PROBLEM TO SOLVE |
Return the passage of the session abstract starting with "Engendering Modern Chinese" and going on through "Hilton, Third Floor)", copied word for word.

TEXT PROVIDED |
Engendering Modern Chinese History: New Approaches to Women and Gender in Late Qing and Republican China

AHA Session 227
Saturday, January 5, 2019: 3:30 PM-5:00 PM
Salon 6 (Palmer House Hilton, Third Floor)
Chair:
Lin Li, University of Wisconsin–Madison

Session Abstract

In “Gender: A Useful Category of Historical Analysis,” Joan Scott proposes that as an analytical tool, gender is “a primary way of signifying relationships of power.” Building upon Scott, Gail Hershatter and Wang Zheng criticize the tendency to define “gender” only in relation to Western experience and argue in “Chinese History: A Useful Category of Gender Analysis” that historical studies on China can complicate our understanding of “gender.” In light of Scott, Hershatter, and Wang, this panel consists of four historical studies that approach modern China through the lens of gender while analyzing gender within the context of modern China. Although existing scholarship has paid considerable attention to political and economic aspects of modern Chinese history, approaching modern China from the perspective of gender is a nascent field yet to be explored. This panel deepens our understanding of modern China by revealing the myriad ways gender intersected with body, race, medicine, technology, imperialism, and nationalism in late Qing and Republican China (1840-1945). Furthermore, this panel engages with ongoing discussions in various fields, including gender and women’s studies, science and technology studies, visual and material culture studies, and post-colonial studies. Therefore, while this panel’s geographical focus is on China, its implications are relevant to countries around the world.

Covering a diverse range of topic, this panel traces the histories of Chinese women doctors, medical discourse on the female breast, discussions of Japan’s sexual violence against Chinese women, and the visual representation of non-Han ethnic minorities. Based on hospital reports, technical writings, and photographs, Shing-ting Lin’s presentation reconstructs the daily work of Chinese women doctors in late imperial and Republican China. While existing scholarship interprets Chinese women doctors as symbols of Western imperialism or Chinese modernization, Lin offers a new analytical framework of writing a history of Chinese women doctors’ practice by highlighting the quotidian realities of their lives and work. Lin Jiao’s presentation explores medical and hygienic discourses on the female breast in Republican China. Drawing on medical journals from that period, Jiao analyzes the reasons why the practice of breast-binding was considered a health threat and received unprecedented medical concern in Republican China. Jiao further examines how medical discourses of the female breast were used to justify political and aesthetic discipline of women’s bodies. Reviewing newspaper articles and novels from the 1930s and 1940s, Lin Li’s presentation analyzes the problematic discussion of Japan’s wartime sexual violence against Chinese women. Arguing that portrayals of sexually assaulted Chinese women were Han-centric, patriarchal, and nationalist, Lin explores alternative means of understanding and telling the narrative of sexual violence against women in modern Chinese history – one that is simultaneously feminist, anti-imperial, and wary of nationalism. Lastly, Jing Zhu’s presentation investigates the visual representation of the bodies of non-Han ethnic minorities in the 1930s and 1940s. Based on photographs of ethnic minorities in the southwest borderlands produced by Chinese anthropologists, Zhu examines how ethnicity and human variation was imagined, created, and popularized through gendered discourses, illuminating the relationship between bio-politics and Chinese ethnographic photography.

DATA EXTRACT |
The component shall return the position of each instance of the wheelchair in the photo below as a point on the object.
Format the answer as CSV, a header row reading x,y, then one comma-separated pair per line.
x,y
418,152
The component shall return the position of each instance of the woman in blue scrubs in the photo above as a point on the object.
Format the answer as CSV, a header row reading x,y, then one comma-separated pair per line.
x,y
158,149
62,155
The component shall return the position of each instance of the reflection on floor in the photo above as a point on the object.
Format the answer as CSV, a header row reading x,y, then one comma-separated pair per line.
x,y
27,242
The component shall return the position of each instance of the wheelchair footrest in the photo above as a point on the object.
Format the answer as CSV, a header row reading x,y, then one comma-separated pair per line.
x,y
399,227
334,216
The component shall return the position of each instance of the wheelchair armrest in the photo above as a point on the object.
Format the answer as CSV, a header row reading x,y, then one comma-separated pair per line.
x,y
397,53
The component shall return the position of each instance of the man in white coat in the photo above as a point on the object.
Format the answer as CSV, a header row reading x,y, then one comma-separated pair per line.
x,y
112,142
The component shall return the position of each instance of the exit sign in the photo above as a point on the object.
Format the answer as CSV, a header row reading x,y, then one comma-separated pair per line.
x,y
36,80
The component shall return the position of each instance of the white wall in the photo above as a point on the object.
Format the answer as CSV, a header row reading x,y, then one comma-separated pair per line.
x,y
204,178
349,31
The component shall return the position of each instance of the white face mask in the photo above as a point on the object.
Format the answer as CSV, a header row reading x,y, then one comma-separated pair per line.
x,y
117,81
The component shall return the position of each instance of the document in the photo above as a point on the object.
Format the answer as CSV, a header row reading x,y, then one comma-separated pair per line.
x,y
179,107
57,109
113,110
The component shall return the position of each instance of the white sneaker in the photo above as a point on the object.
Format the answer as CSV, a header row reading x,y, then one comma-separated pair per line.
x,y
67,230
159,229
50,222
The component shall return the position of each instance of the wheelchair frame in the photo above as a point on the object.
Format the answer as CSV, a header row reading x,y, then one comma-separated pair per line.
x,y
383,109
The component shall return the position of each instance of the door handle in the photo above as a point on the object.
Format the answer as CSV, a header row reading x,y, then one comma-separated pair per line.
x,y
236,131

RESULT |
Engendering Modern Chinese History: New Approaches to Women and Gender in Late Qing and Republican China

AHA Session 227
Saturday, January 5, 2019: 3:30 PM-5:00 PM
Salon 6 (Palmer House Hilton, Third Floor)